BEGIN PROVIDED TEXT
China has approved the import of a genetically modified corn strain it blocked last year, causing market turmoil, and has given clearance to biotech soybeans that had been waiting years for clearance, in a sign of improving relations with the United States.
U.S. Agriculture secretary Tom Vilsack said on Wednesday that China approved imports of American-grown Viptera corn developed by Swiss-based Syngenta, known as MIR 162, as well as shipments of biotech soybeans developed by DuPont Pioneer and Bayer CropScience.
Industry sources and analysts said China's change of heart was down to a warmer political climate between Beijing and Washington since the Asia-Pacific Economic Cooperation (APEC) forum last month, where the two announced a joint plan to limit carbon emissions and made breakthroughs on eliminating duties on technology products.
"We believe the approval came because of a better China-U.S. relationship, which has improved since the APEC meeting," said Li Qiang, chief analyst at Shanghai JC Intelligence Co. Ltd, one of the country's leading consultancies.
The green light, for which Syngenta had waited nearly five years, does not represent a fundamental change in Chinese policy towards genetically modified food, since it already allows imports of at least 15 varieties of such crops.
Vilsack said the import approvals did not represent a loosening of China's sluggish regulatory review process for GMO crops, either.
"Their system is what it is," said Vilsack. "You get approvals sometimes, and sometimes you don't."
The practical consequences are also likely to be limited by a big stock overhang in China that is creating a bottleneck for new imports.
Trade sources said Beijing could delay the issuance of 2015 import quotas to private feed mills until March or even April 2015 as new regulations require buyers to first purchase corn from state reserves before being handed down quotas.
Syngenta applied for import approval of MIR 162 in 2010, while Germany's Bayer has been waiting seven years for China to approve a new soybean seed called LL55.
There remains a backlog of products waiting for a license to sell into China.
Another Syngenta genetically modified variety known as Agrisure Duracade, which U.S. farmers harvested for the first time this autumn, has not been approved for import in China.
"China has not approved other GMO strains (by Syngenta), and that may become a potential risk for business," said Li at JC Intelligence.
END PROVIDED TEXT
BEGIN DATA UNDER STUDY
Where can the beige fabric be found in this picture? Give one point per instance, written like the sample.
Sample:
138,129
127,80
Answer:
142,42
END DATA UNDER STUDY
WORK ORDER 1:
Answer these questions from the article on China's GMO import approvals:
(a) Which company developed the Viptera corn?
(b) In what year did that company apply for import approval of MIR 162?
(c) For how many years has Bayer been waiting for China to approve LL55?
WORK ORDER 2:
Please write out the part of the article on China's GMO import approvals that opens with the words containing "Industry sources and" and closes with "country's leading consultancies.".
The entries have no role in this work.

ANSWER SECTION 1:
(a) Syngenta
(b) 2010
(c) Seven years

ANSWER SECTION 2:
Industry sources and analysts said China's change of heart was down to a warmer political climate between Beijing and Washington since the Asia-Pacific Economic Cooperation (APEC) forum last month, where the two announced a joint plan to limit carbon emissions and made breakthroughs on eliminating duties on technology products.
"We believe the approval came because of a better China-U.S. relationship, which has improved since the APEC meeting," said Li Qiang, chief analyst at Shanghai JC Intelligence Co. Ltd, one of the country's leading consultancies.